_Tarefa:_ Na reportagem sobre o interrogatório de Eduardo Cunha, reproduzida abaixo, copie sem alterações todo o trecho que vai de "Preso em 19" até "recurso no exterior.".

_Texto base:_

◆ ◆ ◆ ◆

Primeiro interrogatório
Esta foi a primeira vez que deputado cassado foi interrogado pela primeira vez por Sérgio Moro, responsável pelos processos da Operação Lava Jato na primeira instância. Foram três horas de audiência, que começou às 15h e terminou por volta das 18h.
Preso em 19 de outubro, em Brasília, o ex-presidente da Câmara é acusado de receber propina de contrato da Petrobras para exploração de petróleo no Benin, na África, e usar contas na Suíça para lavar o dinheiro. Eduardo Cunha está detido no Complexo Médico-Penal em Pinhais, na Região Metropolitana da capital paranaense.
Pedido de revogação da prisão
Cunha disse, em seu depoimento, que o juiz devia atender o pedido da defesa de revogar sua prisão, porque, na opinião dele, dupla cidadania e risco de fuga não configuram prisão preventiva. Ele disse ainda que não possui recurso no exterior.
“Que Vossa Excelência possa aproveitar este momento e me permitir, como qualquer cidadão, já que o Supremo decidiu que o cumprimento da sentença tem que ser a partir da condenação em segundo grau, que me permita seguir o Supremo, se por ventura, eu tiver uma condenação confirmada e não tenha uma antecipação de cumprimento de pena, e numa condição degradante como a transferência para um presídio onde lá eu to colocado em uma situação absurda”.
O deputado cassado disse que está detido com presos violentos. Ele mencionou que o local já teve tentativa de fuga e que, segundo ele, ouviu a explosão que resultou na fuga de 28 presos na Penitenciária Estadual de Piraquara I (PEP I), que também fica na Região Metropolitana de Curitiba, em janeiro.
A defesa de Eduardo Cunha esclareceu que o pedido de liberdade foi em função do fim da instrução do processo e não tem nenhuma relação com aneurisma cerebral mencionado pelo cliente durante a audiência.
Trusts
Durante o interrogatório, Sérgio Moro pediu que o ex-deputado falasse sobre os trusts – empresas utilizadas para fazer a custódia e a administração dos bens, interesses e dinheiro – que detinha no exterior.

◆ ◆ ◆ ◆

Descrições de regiões em linguagem natural:
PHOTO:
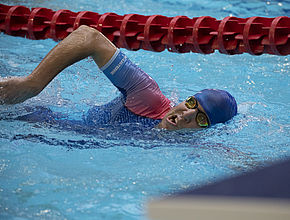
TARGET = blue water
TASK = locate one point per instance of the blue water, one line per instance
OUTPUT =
(110, 173)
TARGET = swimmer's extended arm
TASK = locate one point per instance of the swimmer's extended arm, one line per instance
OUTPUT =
(81, 43)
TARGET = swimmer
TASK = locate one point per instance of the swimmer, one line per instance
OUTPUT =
(141, 100)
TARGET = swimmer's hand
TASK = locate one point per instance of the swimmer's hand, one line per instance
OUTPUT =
(14, 90)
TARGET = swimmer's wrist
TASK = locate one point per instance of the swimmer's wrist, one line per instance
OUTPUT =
(34, 85)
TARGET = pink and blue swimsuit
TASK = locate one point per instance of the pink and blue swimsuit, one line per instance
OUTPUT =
(141, 100)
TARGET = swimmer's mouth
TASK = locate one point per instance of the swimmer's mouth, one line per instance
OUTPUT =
(172, 119)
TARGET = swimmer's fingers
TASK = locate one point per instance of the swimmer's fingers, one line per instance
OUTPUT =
(11, 91)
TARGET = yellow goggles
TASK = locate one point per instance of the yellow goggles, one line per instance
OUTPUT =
(201, 118)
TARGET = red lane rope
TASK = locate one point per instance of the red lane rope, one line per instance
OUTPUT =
(180, 34)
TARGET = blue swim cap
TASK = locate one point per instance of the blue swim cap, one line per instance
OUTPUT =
(219, 105)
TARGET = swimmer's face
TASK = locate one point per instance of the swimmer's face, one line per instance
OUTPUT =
(184, 116)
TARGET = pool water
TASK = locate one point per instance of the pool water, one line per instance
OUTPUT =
(111, 172)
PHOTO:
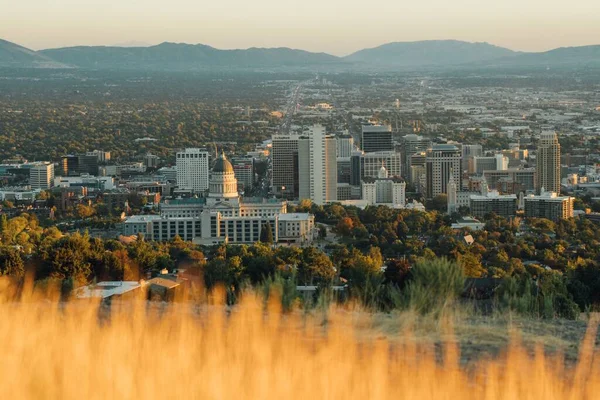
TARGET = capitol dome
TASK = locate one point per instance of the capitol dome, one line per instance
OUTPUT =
(222, 183)
(222, 165)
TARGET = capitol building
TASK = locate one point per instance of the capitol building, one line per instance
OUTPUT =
(223, 216)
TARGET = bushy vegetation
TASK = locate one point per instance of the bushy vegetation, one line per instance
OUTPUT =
(424, 271)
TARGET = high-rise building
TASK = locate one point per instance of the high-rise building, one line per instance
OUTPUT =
(376, 138)
(452, 194)
(548, 163)
(478, 165)
(193, 170)
(549, 205)
(371, 163)
(345, 146)
(244, 172)
(70, 165)
(525, 177)
(469, 151)
(284, 158)
(151, 160)
(41, 175)
(502, 205)
(317, 166)
(441, 160)
(102, 156)
(384, 190)
(356, 168)
(418, 170)
(344, 169)
(412, 144)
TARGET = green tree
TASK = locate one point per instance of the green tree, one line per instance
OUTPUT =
(471, 265)
(11, 263)
(266, 233)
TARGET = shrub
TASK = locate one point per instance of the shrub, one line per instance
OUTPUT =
(433, 286)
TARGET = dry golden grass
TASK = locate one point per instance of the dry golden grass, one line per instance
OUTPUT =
(143, 351)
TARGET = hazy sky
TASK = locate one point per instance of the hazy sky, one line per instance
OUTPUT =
(335, 26)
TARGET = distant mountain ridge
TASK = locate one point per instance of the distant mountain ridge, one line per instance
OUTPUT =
(15, 56)
(430, 53)
(179, 56)
(187, 57)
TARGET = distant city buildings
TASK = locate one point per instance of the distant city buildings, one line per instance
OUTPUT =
(376, 138)
(549, 205)
(284, 158)
(440, 161)
(223, 216)
(317, 166)
(411, 145)
(548, 163)
(384, 190)
(192, 170)
(41, 175)
(493, 202)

◆ ◆ ◆ ◆

_Resolução:_
Preso em 19 de outubro, em Brasília, o ex-presidente da Câmara é acusado de receber propina de contrato da Petrobras para exploração de petróleo no Benin, na África, e usar contas na Suíça para lavar o dinheiro. Eduardo Cunha está detido no Complexo Médico-Penal em Pinhais, na Região Metropolitana da capital paranaense.
Pedido de revogação da prisão
Cunha disse, em seu depoimento, que o juiz devia atender o pedido da defesa de revogar sua prisão, porque, na opinião dele, dupla cidadania e risco de fuga não configuram prisão preventiva. Ele disse ainda que não possui recurso no exterior.